Stated exercise A =>
In the film listing, which company is named as the USA distributor of The World of Henry Paris?
Stated exercise B =>
Restate the part of the film listing that opens with the words containing "- Directed by: Radley" and closes with "VCA Pictures (USA)", renaming "Audubon Films" to "Audubon Pictures".
Stated exercise C =>
Using the film listing, explain why the director credit reads Radley Metzger (as "Henry Paris").

Passage provided =>
________________
- Directed by: Radley Metzger (as "Henry Paris")
- Produced by: Audubon Films
- Starring: Bobby Astyr; Barbara Bourbon; Eric Edwards; Jamie Gillis; Terri Hall; Annette Haven; C.J. Laing; Gloria Leonard; Sharon Mitchell; Darby Lloyd Rains; Georgina Spelvin; Mary Stuart;
- Distributed by: VCA Pictures (USA)
- Release date: 1981;
- Running time: minutes
- Country: USA
- Language: English

= The World of Henry Paris =

The World of Henry Paris is a 1981 American compilation film documentary of the 1970s erotic films directed by Radley Metzger, working under the alias name of "Henry Paris".
________________
Raw records
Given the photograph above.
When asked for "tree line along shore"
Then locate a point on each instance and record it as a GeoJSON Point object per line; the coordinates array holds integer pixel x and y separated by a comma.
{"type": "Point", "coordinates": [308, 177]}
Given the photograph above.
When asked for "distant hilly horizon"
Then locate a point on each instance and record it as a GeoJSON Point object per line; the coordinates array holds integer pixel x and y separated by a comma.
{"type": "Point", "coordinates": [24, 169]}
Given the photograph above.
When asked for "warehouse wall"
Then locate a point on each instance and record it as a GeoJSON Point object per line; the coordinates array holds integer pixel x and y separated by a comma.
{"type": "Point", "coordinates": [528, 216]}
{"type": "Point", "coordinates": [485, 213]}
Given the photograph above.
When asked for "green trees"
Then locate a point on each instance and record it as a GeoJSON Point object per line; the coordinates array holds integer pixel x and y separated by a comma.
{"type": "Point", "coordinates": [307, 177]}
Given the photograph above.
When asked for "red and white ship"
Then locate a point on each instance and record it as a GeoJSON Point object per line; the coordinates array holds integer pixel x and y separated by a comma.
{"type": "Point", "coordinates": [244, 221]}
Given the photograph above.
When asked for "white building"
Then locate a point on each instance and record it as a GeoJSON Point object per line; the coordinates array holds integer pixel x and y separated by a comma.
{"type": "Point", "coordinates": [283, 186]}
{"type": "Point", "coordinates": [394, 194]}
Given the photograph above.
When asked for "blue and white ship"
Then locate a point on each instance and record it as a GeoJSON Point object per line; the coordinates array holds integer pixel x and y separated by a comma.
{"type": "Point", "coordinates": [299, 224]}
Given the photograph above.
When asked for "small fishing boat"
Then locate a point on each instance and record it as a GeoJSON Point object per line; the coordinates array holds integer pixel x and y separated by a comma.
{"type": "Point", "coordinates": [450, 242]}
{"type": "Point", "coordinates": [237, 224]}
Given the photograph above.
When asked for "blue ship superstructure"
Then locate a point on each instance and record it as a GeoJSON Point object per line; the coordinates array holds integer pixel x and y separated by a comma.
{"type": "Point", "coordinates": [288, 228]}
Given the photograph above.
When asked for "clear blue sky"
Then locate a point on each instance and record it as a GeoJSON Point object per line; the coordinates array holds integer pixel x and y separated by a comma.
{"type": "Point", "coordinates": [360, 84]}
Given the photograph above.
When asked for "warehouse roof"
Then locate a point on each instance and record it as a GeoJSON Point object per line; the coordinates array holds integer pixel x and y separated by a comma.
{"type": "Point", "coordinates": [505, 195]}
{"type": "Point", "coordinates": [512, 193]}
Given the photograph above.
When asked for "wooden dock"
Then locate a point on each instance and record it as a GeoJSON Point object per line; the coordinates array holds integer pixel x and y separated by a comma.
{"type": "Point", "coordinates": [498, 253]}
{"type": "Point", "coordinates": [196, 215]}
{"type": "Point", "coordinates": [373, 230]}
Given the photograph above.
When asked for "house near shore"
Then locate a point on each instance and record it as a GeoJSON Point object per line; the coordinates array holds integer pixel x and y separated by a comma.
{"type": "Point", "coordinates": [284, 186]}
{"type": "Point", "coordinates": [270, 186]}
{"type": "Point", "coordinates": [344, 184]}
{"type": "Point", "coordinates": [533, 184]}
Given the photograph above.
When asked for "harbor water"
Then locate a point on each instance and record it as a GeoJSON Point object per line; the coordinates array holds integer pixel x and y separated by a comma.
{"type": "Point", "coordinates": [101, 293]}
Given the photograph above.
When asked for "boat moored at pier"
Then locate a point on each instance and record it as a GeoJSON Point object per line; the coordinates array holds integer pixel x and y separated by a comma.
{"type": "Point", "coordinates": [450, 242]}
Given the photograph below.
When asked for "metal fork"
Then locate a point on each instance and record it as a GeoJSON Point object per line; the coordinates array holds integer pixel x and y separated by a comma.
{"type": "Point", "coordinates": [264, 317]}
________________
Problem solution A =>
VCA Pictures

Problem solution B =>
- Directed by: Radley Metzger (as "Henry Paris")
- Produced by: Audubon Pictures
- Starring: Bobby Astyr; Barbara Bourbon; Eric Edwards; Jamie Gillis; Terri Hall; Annette Haven; C.J. Laing; Gloria Leonard; Sharon Mitchell; Darby Lloyd Rains; Georgina Spelvin; Mary Stuart;
- Distributed by: VCA Pictures (USA)

Problem solution C =>
Radley Metzger directed the 1970s erotic films that this documentary compiles. He worked on them under the alias name "Henry Paris".